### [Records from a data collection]
— Start —

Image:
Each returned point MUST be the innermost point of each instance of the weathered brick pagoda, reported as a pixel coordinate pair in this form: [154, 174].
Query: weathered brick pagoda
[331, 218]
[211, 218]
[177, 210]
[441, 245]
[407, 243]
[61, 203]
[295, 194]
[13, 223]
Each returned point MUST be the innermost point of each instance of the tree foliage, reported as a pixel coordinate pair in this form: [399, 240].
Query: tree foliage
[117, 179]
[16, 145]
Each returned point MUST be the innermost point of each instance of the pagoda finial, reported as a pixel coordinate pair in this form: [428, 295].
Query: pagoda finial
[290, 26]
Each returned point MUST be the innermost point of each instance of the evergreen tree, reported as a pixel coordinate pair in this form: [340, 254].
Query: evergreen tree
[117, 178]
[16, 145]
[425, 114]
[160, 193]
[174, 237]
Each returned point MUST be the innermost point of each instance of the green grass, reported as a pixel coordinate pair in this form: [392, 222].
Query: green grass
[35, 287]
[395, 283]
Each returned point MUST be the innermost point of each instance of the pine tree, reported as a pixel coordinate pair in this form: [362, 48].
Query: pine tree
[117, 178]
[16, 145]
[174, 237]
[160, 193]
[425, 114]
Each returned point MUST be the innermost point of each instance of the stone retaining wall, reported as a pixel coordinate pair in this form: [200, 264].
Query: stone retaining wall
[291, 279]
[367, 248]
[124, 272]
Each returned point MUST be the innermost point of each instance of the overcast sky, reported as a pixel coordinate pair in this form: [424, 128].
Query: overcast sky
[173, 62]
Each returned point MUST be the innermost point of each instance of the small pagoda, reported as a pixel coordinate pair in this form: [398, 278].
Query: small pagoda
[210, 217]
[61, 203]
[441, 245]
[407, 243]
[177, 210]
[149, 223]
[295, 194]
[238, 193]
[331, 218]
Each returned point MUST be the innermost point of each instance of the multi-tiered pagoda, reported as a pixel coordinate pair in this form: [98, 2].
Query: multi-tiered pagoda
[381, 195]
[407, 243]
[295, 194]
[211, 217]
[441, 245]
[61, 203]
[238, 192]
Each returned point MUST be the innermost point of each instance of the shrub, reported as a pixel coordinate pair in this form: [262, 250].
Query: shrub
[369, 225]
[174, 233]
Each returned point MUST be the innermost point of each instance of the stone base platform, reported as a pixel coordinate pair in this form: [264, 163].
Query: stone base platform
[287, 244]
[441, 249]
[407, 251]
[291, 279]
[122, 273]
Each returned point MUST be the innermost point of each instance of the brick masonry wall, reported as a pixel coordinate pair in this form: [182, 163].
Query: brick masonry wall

— End —

### [DO THIS]
What do the records say? Quote them all exactly.

### [COMPLETED TASK]
Image:
Each returned point MUST be the innermost point of each instance of the weathered brick pagoda, reported as a pixel coordinate pair in this form: [154, 174].
Query: weathered brick pagoda
[331, 218]
[211, 218]
[177, 210]
[441, 245]
[407, 243]
[61, 203]
[295, 194]
[13, 223]
Each returned point MUST be the innermost point of each instance of the tree foliage, reported as a pixel coordinate pair in this form: [399, 240].
Query: tree foliage
[117, 179]
[16, 145]
Each returned point MUST be the innermost point of each instance of the pagoda finial, reported as a pixel coordinate pair in this form: [428, 295].
Query: pagoda finial
[290, 26]
Each returned point MUST be the innermost point of each instance of the evergreen tree, reported as a pixel coordinate pair in this form: [340, 254].
Query: evergreen tree
[117, 178]
[16, 145]
[425, 114]
[160, 193]
[174, 237]
Each returned point MUST be the innermost point of each instance of the green grass, reported as a pixel coordinate pair in this form: [392, 222].
Query: green grass
[35, 287]
[395, 283]
Each returned point MUST be the innermost point of each instance of the pine tree, reported as a pixel coordinate pair in this form: [362, 48].
Query: pine tree
[117, 178]
[16, 145]
[174, 237]
[160, 193]
[425, 114]
Each returned point MUST be the innermost point of each instance of the stone retaining wall, reported as a pixel coordinate pair in this form: [200, 264].
Query: stone retaining wall
[291, 279]
[367, 248]
[124, 272]
Each returned point MUST be the innermost point of each instance of the overcast sky, reported as a pixel coordinate pair in this form: [424, 128].
Query: overcast sky
[173, 62]
Each returned point MUST be the innermost point of each instance of the small pagoda, reported as a pixel coordinate pair in this form: [398, 278].
Query: small pagoda
[210, 217]
[61, 203]
[441, 245]
[407, 243]
[177, 210]
[149, 223]
[295, 194]
[238, 193]
[331, 218]
Each returned point MUST be the innermost point of each instance of the multi-tiered pagoda, reported as a pixel coordinate pair in this form: [98, 2].
Query: multi-tiered pagoda
[381, 195]
[407, 243]
[295, 194]
[211, 217]
[441, 245]
[61, 203]
[238, 192]
Each returned point MUST be the innermost point of each instance of the shrub, reported as a pixel coordinate pair in this form: [262, 250].
Query: shrub
[369, 225]
[174, 233]
Each returned point MUST be the innermost point of each instance of the stone base platform, reported as a pixel coordinate pair in this form: [264, 163].
Query: stone base platform
[287, 244]
[441, 249]
[407, 251]
[291, 279]
[122, 273]
Each returned point MUST be the innermost point of each instance of the brick masonry wall, reported as a pixel coordinate pair in this form: [182, 163].
Query: brick masonry wall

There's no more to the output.